(Working data)

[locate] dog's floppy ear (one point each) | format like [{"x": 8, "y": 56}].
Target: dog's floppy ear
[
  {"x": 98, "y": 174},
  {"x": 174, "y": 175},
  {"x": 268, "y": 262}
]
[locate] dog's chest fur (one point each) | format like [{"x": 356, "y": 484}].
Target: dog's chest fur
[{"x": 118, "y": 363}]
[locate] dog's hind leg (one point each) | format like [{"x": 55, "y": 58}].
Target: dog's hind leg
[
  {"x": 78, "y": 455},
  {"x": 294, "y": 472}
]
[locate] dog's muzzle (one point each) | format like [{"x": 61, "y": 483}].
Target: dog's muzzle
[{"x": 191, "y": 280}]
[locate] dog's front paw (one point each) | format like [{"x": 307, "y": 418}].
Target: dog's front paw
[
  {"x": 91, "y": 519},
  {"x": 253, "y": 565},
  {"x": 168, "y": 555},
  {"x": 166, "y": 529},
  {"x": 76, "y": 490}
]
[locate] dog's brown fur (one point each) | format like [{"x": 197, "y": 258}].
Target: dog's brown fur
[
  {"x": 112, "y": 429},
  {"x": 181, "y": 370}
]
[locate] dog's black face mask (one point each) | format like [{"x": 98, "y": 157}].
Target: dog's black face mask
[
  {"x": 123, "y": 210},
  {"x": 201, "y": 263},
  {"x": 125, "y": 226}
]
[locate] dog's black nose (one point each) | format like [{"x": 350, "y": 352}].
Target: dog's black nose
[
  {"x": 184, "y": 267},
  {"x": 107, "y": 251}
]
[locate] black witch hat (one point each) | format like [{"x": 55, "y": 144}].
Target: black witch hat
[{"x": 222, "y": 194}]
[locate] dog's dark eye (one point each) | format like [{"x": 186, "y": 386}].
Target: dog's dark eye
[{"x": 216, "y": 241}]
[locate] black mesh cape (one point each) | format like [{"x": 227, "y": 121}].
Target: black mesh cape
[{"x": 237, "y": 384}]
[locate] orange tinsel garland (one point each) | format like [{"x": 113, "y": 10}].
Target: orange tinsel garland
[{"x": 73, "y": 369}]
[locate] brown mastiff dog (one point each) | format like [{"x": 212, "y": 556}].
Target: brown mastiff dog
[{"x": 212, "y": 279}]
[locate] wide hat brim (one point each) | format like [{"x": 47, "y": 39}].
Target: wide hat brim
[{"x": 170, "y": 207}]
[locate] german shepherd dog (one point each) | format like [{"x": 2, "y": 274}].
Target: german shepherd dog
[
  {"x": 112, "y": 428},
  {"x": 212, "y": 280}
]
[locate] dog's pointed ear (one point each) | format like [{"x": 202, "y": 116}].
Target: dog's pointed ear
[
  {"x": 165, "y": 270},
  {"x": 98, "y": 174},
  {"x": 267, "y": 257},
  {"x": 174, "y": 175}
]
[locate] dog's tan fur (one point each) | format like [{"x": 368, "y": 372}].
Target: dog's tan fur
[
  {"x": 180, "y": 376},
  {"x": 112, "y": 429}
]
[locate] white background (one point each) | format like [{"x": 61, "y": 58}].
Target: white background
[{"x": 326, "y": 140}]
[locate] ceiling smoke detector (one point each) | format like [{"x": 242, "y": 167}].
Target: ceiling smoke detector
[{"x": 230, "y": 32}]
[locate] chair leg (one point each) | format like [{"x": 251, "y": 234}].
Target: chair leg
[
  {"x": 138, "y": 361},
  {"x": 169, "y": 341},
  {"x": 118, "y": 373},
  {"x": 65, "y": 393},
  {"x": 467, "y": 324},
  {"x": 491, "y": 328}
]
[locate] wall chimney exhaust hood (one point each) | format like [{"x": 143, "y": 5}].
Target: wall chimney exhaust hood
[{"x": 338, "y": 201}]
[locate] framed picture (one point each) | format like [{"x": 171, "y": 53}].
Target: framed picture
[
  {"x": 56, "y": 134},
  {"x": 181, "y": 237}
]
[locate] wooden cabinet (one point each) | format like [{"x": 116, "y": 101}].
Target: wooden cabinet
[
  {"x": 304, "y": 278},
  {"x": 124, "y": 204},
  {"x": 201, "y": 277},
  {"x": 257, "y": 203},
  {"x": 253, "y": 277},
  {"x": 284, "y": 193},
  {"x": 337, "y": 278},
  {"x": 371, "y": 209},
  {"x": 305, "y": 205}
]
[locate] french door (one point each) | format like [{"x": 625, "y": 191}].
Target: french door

(End Working data)

The task: Please take the whole listing and write it out exactly.

Answer box:
[locate] dog's floppy ear (one point each) | format like [{"x": 8, "y": 56}].
Target: dog's floppy ear
[
  {"x": 98, "y": 174},
  {"x": 174, "y": 175},
  {"x": 268, "y": 262}
]
[locate] dog's chest fur (one point each) | format like [{"x": 356, "y": 484}].
Target: dog's chest fur
[{"x": 118, "y": 363}]
[locate] dog's hind leg (one point each) | format like [{"x": 55, "y": 58}].
Target: dog's hind leg
[
  {"x": 78, "y": 455},
  {"x": 294, "y": 472}
]
[locate] dog's muzzle (one point each) | format like [{"x": 61, "y": 483}].
Target: dog's muzzle
[{"x": 191, "y": 280}]
[locate] dog's front paw (one point each) | format like [{"x": 307, "y": 418}].
Target: dog's front paw
[
  {"x": 91, "y": 519},
  {"x": 253, "y": 565},
  {"x": 168, "y": 555},
  {"x": 166, "y": 529},
  {"x": 76, "y": 490}
]
[locate] dog's brown fur (one point each) | format like [{"x": 197, "y": 258}].
Target: dog's brown fur
[
  {"x": 112, "y": 429},
  {"x": 181, "y": 370}
]
[locate] dog's black face mask (one point each) | format like [{"x": 98, "y": 157}].
Target: dog's black face mask
[
  {"x": 123, "y": 210},
  {"x": 201, "y": 263},
  {"x": 125, "y": 226}
]
[locate] dog's black nose (one point each) | format like [{"x": 350, "y": 352}].
Target: dog's black nose
[
  {"x": 184, "y": 267},
  {"x": 107, "y": 251}
]
[locate] black witch hat (one point each) | format like [{"x": 55, "y": 144}].
Target: black witch hat
[{"x": 222, "y": 194}]
[locate] dog's dark eye (one point each) | format like [{"x": 186, "y": 386}].
Target: dog's dark eye
[{"x": 216, "y": 241}]
[locate] black mesh cape (one point each) | format like [{"x": 227, "y": 121}].
Target: black mesh cape
[{"x": 237, "y": 384}]
[locate] orange tinsel garland (one point each) | format like [{"x": 113, "y": 10}].
Target: orange tinsel garland
[{"x": 73, "y": 369}]
[locate] brown mastiff dog (one point each) | format like [{"x": 212, "y": 556}].
Target: brown mastiff dog
[{"x": 212, "y": 279}]
[locate] wide hat brim (one point each) | format like [{"x": 47, "y": 39}].
Target: wide hat brim
[{"x": 170, "y": 207}]
[locate] german shepherd dog (one point each) | format like [{"x": 2, "y": 274}].
Target: german shepherd dog
[
  {"x": 112, "y": 428},
  {"x": 212, "y": 280}
]
[locate] dog's pointed ear (one point each) | format like [{"x": 202, "y": 116}].
Target: dog's pointed ear
[
  {"x": 165, "y": 270},
  {"x": 98, "y": 174},
  {"x": 267, "y": 257},
  {"x": 174, "y": 175}
]
[locate] dog's tan fur (one point each) | format like [{"x": 368, "y": 372}].
Target: dog's tan fur
[
  {"x": 180, "y": 376},
  {"x": 112, "y": 429}
]
[locate] white background (one point each) | format like [{"x": 61, "y": 58}].
Target: white background
[{"x": 326, "y": 140}]
[locate] ceiling smoke detector (one point each) | format like [{"x": 242, "y": 167}].
Target: ceiling smoke detector
[{"x": 230, "y": 32}]
[locate] chair leg (one point each) | format like [{"x": 251, "y": 234}].
Target: chair leg
[
  {"x": 138, "y": 361},
  {"x": 169, "y": 341},
  {"x": 118, "y": 373},
  {"x": 65, "y": 393},
  {"x": 467, "y": 324},
  {"x": 491, "y": 328}
]
[locate] wall chimney exhaust hood (one point each) | format like [{"x": 143, "y": 5}].
Target: wall chimney exhaust hood
[{"x": 338, "y": 201}]
[locate] framed picture (one point each) | format like [{"x": 171, "y": 53}].
Target: framed picture
[
  {"x": 56, "y": 134},
  {"x": 181, "y": 237}
]
[locate] wooden cabinet (one point each) | format like [{"x": 116, "y": 101}].
Target: wooden cabinet
[
  {"x": 304, "y": 278},
  {"x": 124, "y": 204},
  {"x": 201, "y": 277},
  {"x": 257, "y": 203},
  {"x": 253, "y": 277},
  {"x": 284, "y": 193},
  {"x": 337, "y": 278},
  {"x": 371, "y": 209},
  {"x": 305, "y": 205}
]
[locate] french door (one point each) | format like [{"x": 625, "y": 191}].
Target: french door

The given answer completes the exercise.